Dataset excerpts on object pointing
____________

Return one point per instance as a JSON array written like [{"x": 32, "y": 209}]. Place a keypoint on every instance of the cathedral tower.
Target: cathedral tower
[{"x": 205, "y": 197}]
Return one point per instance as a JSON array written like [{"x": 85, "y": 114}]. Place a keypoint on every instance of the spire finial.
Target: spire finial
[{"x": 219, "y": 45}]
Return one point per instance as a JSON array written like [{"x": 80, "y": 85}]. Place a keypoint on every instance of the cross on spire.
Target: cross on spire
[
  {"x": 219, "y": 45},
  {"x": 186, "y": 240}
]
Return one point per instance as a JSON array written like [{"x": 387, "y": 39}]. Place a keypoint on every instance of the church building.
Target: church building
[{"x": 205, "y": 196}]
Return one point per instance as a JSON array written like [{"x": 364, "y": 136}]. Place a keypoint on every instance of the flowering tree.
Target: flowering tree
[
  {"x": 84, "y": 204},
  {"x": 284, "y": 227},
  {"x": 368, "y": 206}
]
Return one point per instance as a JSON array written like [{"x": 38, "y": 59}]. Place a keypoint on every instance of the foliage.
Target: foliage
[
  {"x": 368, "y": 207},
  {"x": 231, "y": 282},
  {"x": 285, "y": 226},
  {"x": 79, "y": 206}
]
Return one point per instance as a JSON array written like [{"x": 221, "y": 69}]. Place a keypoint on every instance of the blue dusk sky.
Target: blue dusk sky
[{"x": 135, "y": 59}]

____________

Objective
Return the listing above word for word.

Exercise solution
Return one point per instance as a JSON array written like [{"x": 32, "y": 209}]. Place a keypoint on every instance of the cathedral tower.
Target: cathedral tower
[{"x": 205, "y": 197}]
Return one point per instance as a JSON array written like [{"x": 85, "y": 114}]. Place a keypoint on every instance of the spire finial.
Target: spire finial
[{"x": 219, "y": 45}]
Return one point per instance as a JSON array written like [{"x": 80, "y": 85}]. Place a keypoint on every instance of the cross on spire.
Target: cross on spire
[
  {"x": 219, "y": 45},
  {"x": 186, "y": 240}
]
Return one point per instance as a JSON array written like [{"x": 387, "y": 39}]. Place a keypoint on every instance of the church building.
Target: church building
[{"x": 205, "y": 196}]
Return one point per instance as a JSON array written like [{"x": 364, "y": 136}]. Place a keypoint on every instance of the flowering tree.
Target: flowering tree
[
  {"x": 84, "y": 204},
  {"x": 284, "y": 227},
  {"x": 368, "y": 206}
]
Return one point per instance as a JSON array written like [{"x": 38, "y": 59}]. Place a keypoint on every instance of the foliage.
Target: foliage
[
  {"x": 368, "y": 207},
  {"x": 231, "y": 282},
  {"x": 285, "y": 226},
  {"x": 79, "y": 206}
]
Return one point per instance as a JSON array written like [{"x": 221, "y": 69}]. Place a keypoint on every instance of the blue dusk sky.
Target: blue dusk sky
[{"x": 135, "y": 59}]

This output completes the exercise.